Copy the listing verbatim from the line containing "Put a dot on every instance of the decorative" through the line containing "<point>38,269</point>", with both of those lines included.
-- Start --
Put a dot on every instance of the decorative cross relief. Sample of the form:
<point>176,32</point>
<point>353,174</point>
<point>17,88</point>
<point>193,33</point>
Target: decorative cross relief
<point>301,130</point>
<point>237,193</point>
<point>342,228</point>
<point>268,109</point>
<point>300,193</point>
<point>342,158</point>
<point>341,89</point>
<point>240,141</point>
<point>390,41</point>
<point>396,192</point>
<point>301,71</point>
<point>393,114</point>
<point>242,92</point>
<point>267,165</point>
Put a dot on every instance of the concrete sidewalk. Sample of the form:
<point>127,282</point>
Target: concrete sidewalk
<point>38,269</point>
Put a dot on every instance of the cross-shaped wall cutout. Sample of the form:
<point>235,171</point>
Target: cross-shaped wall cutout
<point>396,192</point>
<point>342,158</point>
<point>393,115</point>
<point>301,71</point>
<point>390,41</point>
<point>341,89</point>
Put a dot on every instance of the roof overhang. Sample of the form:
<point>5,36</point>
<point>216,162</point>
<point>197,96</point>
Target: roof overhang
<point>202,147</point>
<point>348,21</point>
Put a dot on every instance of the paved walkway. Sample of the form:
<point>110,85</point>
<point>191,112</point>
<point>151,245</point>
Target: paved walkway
-- End --
-- Start --
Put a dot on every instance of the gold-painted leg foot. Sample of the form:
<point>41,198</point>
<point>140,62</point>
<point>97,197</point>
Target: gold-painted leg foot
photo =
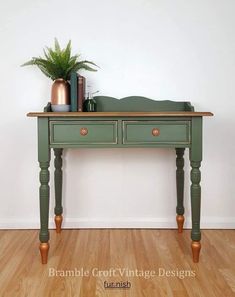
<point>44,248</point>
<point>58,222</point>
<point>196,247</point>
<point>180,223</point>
-- End --
■ **Output**
Put a dot on every instance of the decorative cross relief. Sample of the form:
<point>176,32</point>
<point>353,174</point>
<point>17,88</point>
<point>193,33</point>
Target: decorative cross relief
<point>301,130</point>
<point>237,193</point>
<point>342,228</point>
<point>268,109</point>
<point>300,193</point>
<point>342,158</point>
<point>341,89</point>
<point>240,141</point>
<point>390,41</point>
<point>396,192</point>
<point>301,71</point>
<point>393,114</point>
<point>242,92</point>
<point>267,165</point>
Put a dot on every instance of the concrete sidewalk. Sample of the form:
<point>127,282</point>
Target: concrete sidewalk
<point>38,269</point>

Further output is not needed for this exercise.